(Stored records)
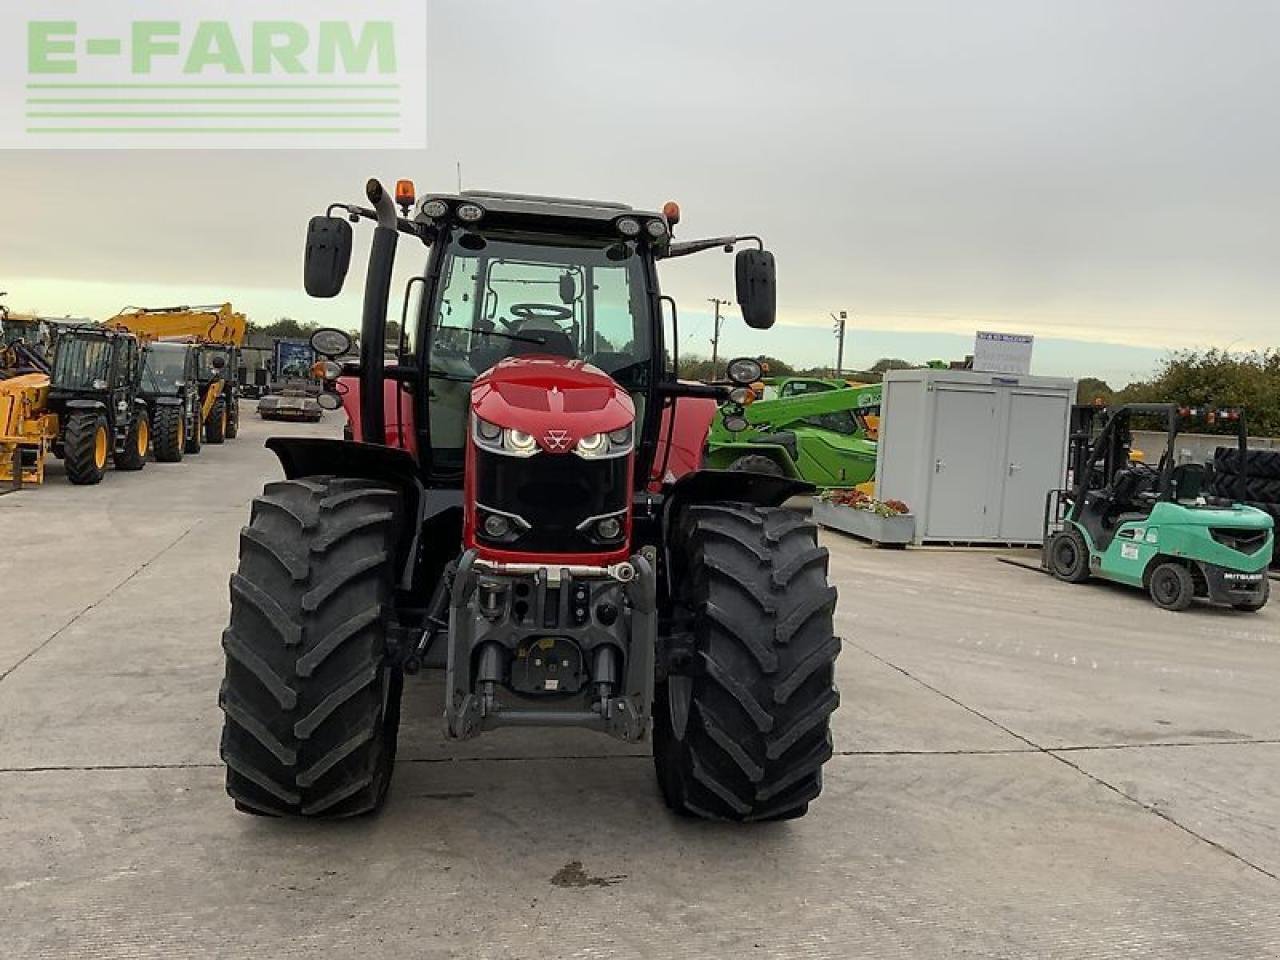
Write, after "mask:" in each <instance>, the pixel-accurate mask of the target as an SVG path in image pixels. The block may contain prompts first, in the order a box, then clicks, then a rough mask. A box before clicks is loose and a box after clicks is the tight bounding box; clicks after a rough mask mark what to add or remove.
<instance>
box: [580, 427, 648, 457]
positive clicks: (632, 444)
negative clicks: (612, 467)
mask: <svg viewBox="0 0 1280 960" xmlns="http://www.w3.org/2000/svg"><path fill="white" fill-rule="evenodd" d="M634 447H635V431H634V430H632V429H631V428H630V426H623V428H622V429H621V430H613V431H611V433H607V434H591V435H589V436H584V438H582V439H581V440H579V442H577V447H575V448H573V452H575V453H576V454H577V456H580V457H582V458H584V460H608V458H611V457H625V456H626V454H628V453H630V452H631V451H632V448H634Z"/></svg>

Brief:
Please reproduce exactly and only the lines from the first line of the records through the line containing "positive clicks: (632, 444)", both included, omitting any pictures.

Your solution:
Write, after "mask:" in each <instance>, the pixel-accurate mask of the target as an SVG path in image pixels. The block may contain prompts first, in the order a box, then clicks, then a rough mask. A box before clicks is loose and a box after clicks is the tight bounding box; clicks after a rough mask mark what to add or remove.
<instance>
box: [580, 427, 648, 457]
positive clicks: (632, 444)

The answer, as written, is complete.